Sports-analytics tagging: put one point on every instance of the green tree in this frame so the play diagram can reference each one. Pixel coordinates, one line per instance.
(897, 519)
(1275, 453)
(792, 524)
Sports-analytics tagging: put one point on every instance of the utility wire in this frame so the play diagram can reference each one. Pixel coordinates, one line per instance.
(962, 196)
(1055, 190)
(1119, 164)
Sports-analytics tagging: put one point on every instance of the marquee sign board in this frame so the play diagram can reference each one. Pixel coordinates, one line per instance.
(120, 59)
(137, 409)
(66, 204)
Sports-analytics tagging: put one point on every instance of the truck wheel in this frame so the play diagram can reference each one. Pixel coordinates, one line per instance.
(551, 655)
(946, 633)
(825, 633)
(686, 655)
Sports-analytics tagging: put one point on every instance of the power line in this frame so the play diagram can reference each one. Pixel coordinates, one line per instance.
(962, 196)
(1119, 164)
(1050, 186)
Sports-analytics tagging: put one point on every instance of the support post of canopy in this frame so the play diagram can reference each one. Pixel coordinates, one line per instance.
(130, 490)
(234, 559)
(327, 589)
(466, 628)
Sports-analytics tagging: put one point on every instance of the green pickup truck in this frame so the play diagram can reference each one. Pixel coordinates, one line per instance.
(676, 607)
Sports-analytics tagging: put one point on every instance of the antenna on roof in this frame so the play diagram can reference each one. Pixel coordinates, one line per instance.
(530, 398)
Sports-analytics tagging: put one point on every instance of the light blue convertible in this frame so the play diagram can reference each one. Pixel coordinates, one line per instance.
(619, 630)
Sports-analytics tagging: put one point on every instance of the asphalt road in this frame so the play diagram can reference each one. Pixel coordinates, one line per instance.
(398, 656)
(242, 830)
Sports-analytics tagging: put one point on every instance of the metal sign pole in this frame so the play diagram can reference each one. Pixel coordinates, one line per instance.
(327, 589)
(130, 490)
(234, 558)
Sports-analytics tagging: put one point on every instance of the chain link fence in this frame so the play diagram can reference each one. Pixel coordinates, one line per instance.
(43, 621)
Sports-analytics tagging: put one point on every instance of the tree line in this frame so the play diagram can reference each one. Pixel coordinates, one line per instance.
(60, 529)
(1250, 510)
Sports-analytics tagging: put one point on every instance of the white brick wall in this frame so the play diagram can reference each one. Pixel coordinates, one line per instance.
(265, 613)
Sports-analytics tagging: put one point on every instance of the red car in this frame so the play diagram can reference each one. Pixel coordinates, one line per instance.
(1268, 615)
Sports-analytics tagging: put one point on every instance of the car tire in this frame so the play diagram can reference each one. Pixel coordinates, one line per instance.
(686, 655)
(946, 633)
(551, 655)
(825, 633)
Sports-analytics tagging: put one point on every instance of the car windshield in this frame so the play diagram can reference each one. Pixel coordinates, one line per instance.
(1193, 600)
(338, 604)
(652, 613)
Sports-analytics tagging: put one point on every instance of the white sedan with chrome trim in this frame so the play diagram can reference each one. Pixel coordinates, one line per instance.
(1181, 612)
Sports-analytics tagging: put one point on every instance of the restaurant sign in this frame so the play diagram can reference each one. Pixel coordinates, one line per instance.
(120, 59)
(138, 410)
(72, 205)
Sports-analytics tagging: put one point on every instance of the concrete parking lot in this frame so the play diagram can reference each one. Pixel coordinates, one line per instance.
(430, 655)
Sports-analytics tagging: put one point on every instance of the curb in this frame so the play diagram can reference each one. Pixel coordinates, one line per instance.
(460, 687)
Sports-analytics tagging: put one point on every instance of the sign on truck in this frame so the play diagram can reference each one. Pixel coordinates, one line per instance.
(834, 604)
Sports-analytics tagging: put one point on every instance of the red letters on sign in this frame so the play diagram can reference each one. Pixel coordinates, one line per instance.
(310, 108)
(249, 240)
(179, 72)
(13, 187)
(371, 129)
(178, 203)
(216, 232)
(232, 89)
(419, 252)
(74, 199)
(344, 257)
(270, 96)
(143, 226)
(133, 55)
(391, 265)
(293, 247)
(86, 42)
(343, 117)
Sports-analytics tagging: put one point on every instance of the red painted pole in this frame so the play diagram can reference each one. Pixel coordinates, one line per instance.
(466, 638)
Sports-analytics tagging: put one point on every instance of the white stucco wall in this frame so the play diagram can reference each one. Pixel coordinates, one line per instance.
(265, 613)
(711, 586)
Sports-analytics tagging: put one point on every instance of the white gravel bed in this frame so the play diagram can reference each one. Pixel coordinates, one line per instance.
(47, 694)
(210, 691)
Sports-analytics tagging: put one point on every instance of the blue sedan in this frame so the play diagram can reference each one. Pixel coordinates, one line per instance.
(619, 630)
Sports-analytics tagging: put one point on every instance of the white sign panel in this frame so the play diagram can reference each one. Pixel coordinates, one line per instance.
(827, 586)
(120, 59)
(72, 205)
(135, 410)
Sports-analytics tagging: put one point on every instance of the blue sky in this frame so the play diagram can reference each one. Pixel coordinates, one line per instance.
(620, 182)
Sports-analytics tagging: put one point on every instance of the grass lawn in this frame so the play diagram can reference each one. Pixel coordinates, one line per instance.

What is needed:
Write out every record verbatim.

Final result:
Sports-analytics tagging: put one point on every instance of the green tree in this frame so the play diagram can reference each one. Pixel coordinates, one line per instance.
(897, 519)
(1275, 453)
(792, 524)
Sports-analytics tagging: put one point on every instance of the utility wire in this frame so the play diagram can reference each one. Pixel coordinates, one line per instance.
(962, 196)
(1055, 190)
(1119, 164)
Sports-analytics tagging: put one point on every instance of the marquee sign board in this frame so the play diagram can reference each one. Pixel coordinates, one line per instance.
(120, 59)
(137, 409)
(66, 204)
Sports-analytics tagging: put one point on every instance of the truck wheel in this frame so the play diagram can reference each one. Pixel coordinates, one line per instance.
(551, 655)
(946, 633)
(825, 633)
(686, 655)
Sports-analytics tagging: put one point on every instance of the power line in this frame so the play diagram can reference each one. Pixel coordinates, one line per instance.
(962, 196)
(1119, 164)
(1050, 186)
Sports-analytics tagging: put one point on every instance of the support post of canopy in this frame so the play diagram can reference each one. Pixel coordinates, one line per instance.
(130, 490)
(234, 559)
(327, 589)
(466, 628)
Sports-analytics tagging: put one point on every instance of the green pickup truck in this frame so the play diagram can reference each one. Pixel coordinates, one line per instance.
(676, 607)
Sports-analytics tagging: put one point on every instance of the antenna on roof in this frame so the play diagram can reference each one. Pixel coordinates, one line per instance.
(530, 398)
Sports-analytics tagging: put one point on every instance of the light blue convertible in this frame so the play diagram can reference each one. Pixel coordinates, one line per instance.
(619, 630)
Sports-analytics tagging: put one point on every instance of the asphalt road in this frame so the play diagram can reference each one. Pixel coordinates, one line per instance.
(398, 656)
(242, 830)
Sports-analytics tagging: put one point on every instance of the metal sign pole in this frame so the play diagram can reference each one. Pixel coordinates, one line per instance.
(327, 589)
(130, 490)
(234, 558)
Sports-analytics tagging: put one point on every instance of the chain link fence in this frame so the play diagram can reference each one. Pixel coordinates, one line per instance.
(43, 621)
Sports-analytics tagging: put one point on every instance of the tree line in this frame so the play diagram can reference each one. Pixel coordinates, one line per instance.
(60, 529)
(1250, 510)
Sports-analytics tagging: put one point on every instance of the white brick wall in this frame so the play diagram can reference each one. Pixel coordinates, one line per instance.
(265, 613)
Sports-analytics tagging: put one point on every instance of the red car in this frame so the play diagram can reference each one. Pixel coordinates, one line per instance.
(1268, 615)
Sports-analytics tagging: put one point on every instance of the car tire in this frame so the play diagram can reference each one. Pixel coordinates, one line per instance.
(686, 655)
(946, 633)
(551, 655)
(825, 633)
Sports-analytics tagging: put one point on every instance of the car windshield in this frame so the play diagram can reference each one. Pixel coordinates, one line per instance.
(1193, 600)
(338, 604)
(652, 613)
Sports-analytics tagging: put one point on every instance of the white sedan with chrome trim in this frame so the play diagram can reference each one. Pixel coordinates, one line per instance.
(1181, 612)
Sports-analytics tagging: put one point on every instance of the restaurant sign in this frame so the play diagram can reference each one. Pixel coordinates, one line per instance.
(120, 59)
(138, 410)
(72, 205)
Sports-analytics tagging: put one point on every instance of the concrete parking lot in this frame so the play diagram can reference each one. Pixel coordinates, one line per instance.
(430, 655)
Sports-analytics tagging: put one point on every instance of the curb in this frame so the play diagram can reference each one. Pixel coordinates, one line per instance.
(460, 687)
Sports-analytics tagging: put one point on every instance of the sign on truck in this frame so the play diagram can reference each one. Pixel coordinates, one line per instance.
(834, 604)
Sports-analytics tagging: put one point on every instance of the red letters on sign in this frame so the play diagram can reference each one. Pixel coordinates, one line per instance.
(310, 108)
(249, 240)
(179, 72)
(13, 187)
(371, 129)
(178, 203)
(216, 232)
(232, 89)
(419, 252)
(74, 199)
(344, 257)
(270, 96)
(143, 226)
(133, 55)
(391, 265)
(293, 247)
(86, 42)
(343, 117)
Sports-analytics tagging: put one point on every instance of the red painted pole in this frame so the play diagram can reference each one. Pixel coordinates, one line per instance.
(466, 638)
Sports-analytics tagging: put one point on every instance of the white stucco wall in this frame so the play diagram can reference each one. Pixel coordinates, one line per instance.
(265, 613)
(711, 586)
Sports-analytics tagging: put one point on every instance of the white gravel bed in this frame so the play diagram can reference each one. Pixel coordinates, one line per instance.
(47, 694)
(210, 691)
Sports-analytics tagging: put one point on every instance of the blue sedan in this frame so the play diagram can reference each one. Pixel coordinates, one line per instance.
(619, 630)
Sports-analytics tagging: put one point on every instance of the white sign panel in this frame so the play diagram can reference each one. Pixel coordinates, one line per instance.
(827, 586)
(120, 59)
(72, 205)
(135, 410)
Sports-analytics tagging: put one point on every instance of the blue sky in this frame so the play diagram can reference each one. Pixel coordinates, one line per instance.
(620, 182)
Sports-analytics tagging: put one point on every instance of the grass lawn in this frame so the play diagram can reference each one. Pixel coordinates, one line per instance.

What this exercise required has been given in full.